When you reach the entries below, transcribe each line word for word.

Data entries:
>>>

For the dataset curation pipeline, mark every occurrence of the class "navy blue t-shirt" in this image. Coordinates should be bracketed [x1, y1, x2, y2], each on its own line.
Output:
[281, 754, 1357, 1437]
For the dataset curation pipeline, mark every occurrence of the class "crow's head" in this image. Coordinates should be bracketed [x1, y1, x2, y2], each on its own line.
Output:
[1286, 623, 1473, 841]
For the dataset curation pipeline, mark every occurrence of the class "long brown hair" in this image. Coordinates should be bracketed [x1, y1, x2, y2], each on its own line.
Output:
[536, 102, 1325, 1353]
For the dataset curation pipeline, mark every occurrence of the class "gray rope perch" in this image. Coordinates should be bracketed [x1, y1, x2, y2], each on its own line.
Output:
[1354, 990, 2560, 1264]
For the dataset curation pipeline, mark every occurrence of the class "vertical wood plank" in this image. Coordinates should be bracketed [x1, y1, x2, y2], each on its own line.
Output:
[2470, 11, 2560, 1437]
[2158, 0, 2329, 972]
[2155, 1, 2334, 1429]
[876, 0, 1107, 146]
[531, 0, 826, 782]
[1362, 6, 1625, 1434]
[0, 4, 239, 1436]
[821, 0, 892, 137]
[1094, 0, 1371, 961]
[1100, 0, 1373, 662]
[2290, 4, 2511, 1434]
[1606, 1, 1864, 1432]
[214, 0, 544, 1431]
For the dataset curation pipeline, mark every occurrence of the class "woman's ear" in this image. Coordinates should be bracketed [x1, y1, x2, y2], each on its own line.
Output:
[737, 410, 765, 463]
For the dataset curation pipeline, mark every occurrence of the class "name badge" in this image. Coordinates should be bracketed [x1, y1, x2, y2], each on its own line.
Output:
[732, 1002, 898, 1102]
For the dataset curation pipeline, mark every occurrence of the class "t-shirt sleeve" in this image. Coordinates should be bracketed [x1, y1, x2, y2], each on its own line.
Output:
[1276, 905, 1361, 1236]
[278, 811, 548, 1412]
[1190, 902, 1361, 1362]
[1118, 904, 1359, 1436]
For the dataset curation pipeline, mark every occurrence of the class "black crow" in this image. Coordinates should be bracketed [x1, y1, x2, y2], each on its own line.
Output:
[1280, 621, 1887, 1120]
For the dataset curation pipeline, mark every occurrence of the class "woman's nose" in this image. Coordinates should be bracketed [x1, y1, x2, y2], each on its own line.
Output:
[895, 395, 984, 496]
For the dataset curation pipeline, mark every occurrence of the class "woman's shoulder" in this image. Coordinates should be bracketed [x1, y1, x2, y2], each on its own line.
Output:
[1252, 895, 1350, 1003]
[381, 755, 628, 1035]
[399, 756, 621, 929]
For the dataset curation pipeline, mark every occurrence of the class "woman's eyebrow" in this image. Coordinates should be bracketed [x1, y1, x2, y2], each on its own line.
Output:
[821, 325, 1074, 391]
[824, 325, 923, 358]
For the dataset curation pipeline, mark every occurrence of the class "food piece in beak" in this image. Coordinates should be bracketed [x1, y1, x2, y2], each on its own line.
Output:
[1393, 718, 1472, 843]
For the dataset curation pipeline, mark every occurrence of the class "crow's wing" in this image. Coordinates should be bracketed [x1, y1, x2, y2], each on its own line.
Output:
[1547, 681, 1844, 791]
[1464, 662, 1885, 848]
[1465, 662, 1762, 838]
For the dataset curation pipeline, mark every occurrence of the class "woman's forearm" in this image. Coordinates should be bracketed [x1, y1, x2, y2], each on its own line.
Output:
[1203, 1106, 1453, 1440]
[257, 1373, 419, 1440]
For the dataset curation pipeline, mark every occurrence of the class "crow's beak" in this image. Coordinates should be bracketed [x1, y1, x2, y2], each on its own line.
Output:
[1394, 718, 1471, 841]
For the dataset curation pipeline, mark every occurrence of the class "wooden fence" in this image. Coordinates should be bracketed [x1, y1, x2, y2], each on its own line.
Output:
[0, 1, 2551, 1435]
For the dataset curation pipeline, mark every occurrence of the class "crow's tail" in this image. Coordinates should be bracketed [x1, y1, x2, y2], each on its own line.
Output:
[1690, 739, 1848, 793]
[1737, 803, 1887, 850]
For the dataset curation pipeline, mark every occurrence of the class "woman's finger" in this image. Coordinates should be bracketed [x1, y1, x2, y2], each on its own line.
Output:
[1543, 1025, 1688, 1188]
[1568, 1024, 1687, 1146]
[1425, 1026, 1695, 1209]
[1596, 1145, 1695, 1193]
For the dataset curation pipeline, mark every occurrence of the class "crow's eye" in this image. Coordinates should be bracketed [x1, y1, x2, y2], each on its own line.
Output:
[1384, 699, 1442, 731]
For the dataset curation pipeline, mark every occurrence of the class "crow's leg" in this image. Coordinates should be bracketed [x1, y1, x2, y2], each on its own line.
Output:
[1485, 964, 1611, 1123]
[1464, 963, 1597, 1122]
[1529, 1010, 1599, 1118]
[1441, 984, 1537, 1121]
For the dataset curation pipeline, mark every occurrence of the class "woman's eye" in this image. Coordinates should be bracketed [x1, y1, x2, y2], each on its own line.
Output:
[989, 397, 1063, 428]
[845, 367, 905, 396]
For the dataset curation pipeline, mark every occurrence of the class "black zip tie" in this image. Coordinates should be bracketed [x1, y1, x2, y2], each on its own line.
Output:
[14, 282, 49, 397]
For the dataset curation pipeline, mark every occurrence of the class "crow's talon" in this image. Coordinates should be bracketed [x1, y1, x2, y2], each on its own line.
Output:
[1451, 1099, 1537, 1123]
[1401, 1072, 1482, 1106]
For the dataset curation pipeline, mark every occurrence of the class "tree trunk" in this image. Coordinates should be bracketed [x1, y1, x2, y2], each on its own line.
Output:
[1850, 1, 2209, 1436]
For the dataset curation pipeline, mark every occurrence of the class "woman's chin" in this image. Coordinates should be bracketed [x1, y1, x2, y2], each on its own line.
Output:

<<<

## TASK RESPONSE
For the dataset curation pipeline, mark every occurrence of the class "navy blue t-shirt" in this image. Coordinates should be bracketed [x1, y1, x2, y2], each on its own line.
Output:
[281, 754, 1357, 1437]
For the dataset curation pipeline, mark every occurrence of the class "crow's head" in this image. Coordinates should be bracketed [x1, y1, x2, y2], each on its own line.
Output:
[1286, 623, 1473, 841]
For the dataset curation pipeline, mark every occurrence of the class "long brown hair" in this image. Coordinates should be bracketed [x1, y1, x2, y2], each on its own line.
Output:
[536, 102, 1325, 1353]
For the dataset curation pipeline, mark every occurrence of the class "gray rope perch" in this image. Coordinates should be bracketed [x1, y1, x2, y2], each on its own line.
Output:
[1354, 990, 2560, 1264]
For the dataset curation pipeline, mark every occurrence of the class "vertical wood plank" in this image. Coordinates should be bracketed [x1, y1, x2, y2], each on its own line.
Output:
[2470, 11, 2560, 1437]
[2158, 0, 2329, 972]
[2155, 1, 2334, 1429]
[876, 0, 1107, 146]
[531, 0, 826, 782]
[1362, 6, 1625, 1434]
[0, 4, 239, 1436]
[821, 0, 892, 137]
[1094, 0, 1371, 961]
[1100, 0, 1373, 662]
[2290, 4, 2511, 1434]
[1606, 1, 1864, 1432]
[214, 0, 544, 1431]
For the dataset curation pipeline, mark every occurrence of the class "woman's ear" in this image. Coordinates should be bracketed [x1, y1, x2, y2], each on its own line.
Output:
[737, 410, 765, 463]
For the dataset curation pipeline, mark every occurrence of the class "name badge" in this image. Coordinates should be bracketed [x1, y1, x2, y2], each on its own line.
Output:
[732, 1002, 898, 1102]
For the dataset curation pipeline, mark every occurrence of the class "t-shirt sleeve" in this image. Coordinates should be bracketed [x1, y1, x2, y2], each on its own line.
Output:
[1276, 905, 1361, 1236]
[278, 811, 548, 1412]
[1190, 902, 1361, 1362]
[1118, 904, 1359, 1436]
For the dataset curation pipeline, mark every occurrence of the class "black crow" in this image. Coordinates should be bracketed [x1, y1, x2, y2], each on its own line.
Output:
[1280, 621, 1887, 1120]
For the dataset curation pipeline, mark every occurrence of the class "woman's nose" in this image. Coordinates should be bracketed [x1, y1, x2, y2], each on its own line.
Output:
[895, 395, 984, 496]
For the dataset curation pipeline, mark every occurrence of the class "woman's shoulder" in this image. Coordinates should be bracketed [x1, y1, x2, y2], each on its own line.
Output:
[1252, 895, 1350, 1003]
[381, 755, 628, 1035]
[399, 756, 621, 929]
For the dataset curation pipeline, mark every occurrence of the class "woman's eyebrow" in this image. Coordinates should be bracketed [x1, y1, x2, y2], each on its own line.
Output:
[821, 325, 1074, 391]
[824, 325, 923, 358]
For the dataset curation pipeline, mark every occurrence of the class "food piece in beak" in this image. Coordinates should be bracketed [x1, y1, x2, y2], each on its own line.
Output:
[1393, 718, 1472, 843]
For the dataset curation pipeline, mark every occurrence of the class "crow's wing" in this image. Coordinates should be bracketed [x1, y1, x2, y2], each on its own line.
Output:
[1547, 681, 1844, 791]
[1464, 662, 1885, 848]
[1465, 662, 1762, 838]
For the dataset curation pipeline, mark every occurrence of the class "woman's forearm" in this image. Coordinates should be bracketed [x1, y1, x2, y2], each on its own line.
Output:
[1203, 1106, 1453, 1440]
[257, 1373, 419, 1440]
For the dataset curation pipeline, mark every occurrence of the class "crow's beak" in this image. Coordinates should be bracketed [x1, y1, x2, y2], each on its own line.
Output:
[1394, 718, 1471, 841]
For the dataset curation pipeline, mark every occurrence of the class "wooden fence" in this image. Coordinates should be bracketed [x1, y1, x2, y2], each on its own line.
Output:
[0, 1, 2551, 1435]
For the dataset curation pipeline, mark every occurrence of the class "crow's tail" in this image. Coordinates should be bracketed [x1, y1, x2, y2], each on its own line.
Output:
[1690, 739, 1848, 793]
[1737, 803, 1887, 850]
For the dataset curation pipeline, mark every occurrence of the class "woman's finger" in this image. Coordinates should be bracketed [x1, y1, x2, y2], each on its own line.
Output:
[1543, 1025, 1688, 1188]
[1568, 1024, 1687, 1146]
[1425, 1026, 1695, 1209]
[1596, 1145, 1695, 1193]
For the dataset curation pipeline, mark every occurrence of the class "crow's eye" in this image. Coordinates should be bracketed [x1, y1, x2, y2], each on its own line.
Output:
[1384, 699, 1442, 731]
For the dataset curation pipeline, mark every occurrence of the class "crow's leg" in this image. Coordinates should be bracketed [x1, y1, x2, y2], each on its own line.
Output:
[1485, 964, 1611, 1123]
[1464, 963, 1597, 1122]
[1529, 1010, 1599, 1118]
[1441, 984, 1537, 1121]
For the dataset curation pipeline, mark every occurrence of the class "woman's eye" in this image. Coordinates should be bracketed [x1, y1, x2, y2], each on its own line.
Output:
[989, 397, 1063, 428]
[845, 367, 905, 396]
For the dataset curation pipeline, mark every occurrence of the class "black zip tie" in this image. Coordinates should be bracketed [x1, y1, x2, y2], each on its own line.
Output:
[14, 282, 49, 397]
For the dataset curation pipeline, mark every occurrence of the class "crow's talon" in this image. Coordinates should be bracketed [x1, y1, x2, y2], each on its own line.
Output:
[1451, 1099, 1537, 1123]
[1401, 1072, 1482, 1106]
For the dataset curation pipeline, mark every occurrence of the class "tree trunk" in this image. Coordinates should be bracketed [x1, y1, x2, y2], each on its own line.
Output:
[1850, 1, 2209, 1436]
For the dataset curation pipeline, mark every occurrence of the class "woman's chin" in this image. Coordinates should be bracketed [x1, y1, x2, y2], each on its own line.
Output:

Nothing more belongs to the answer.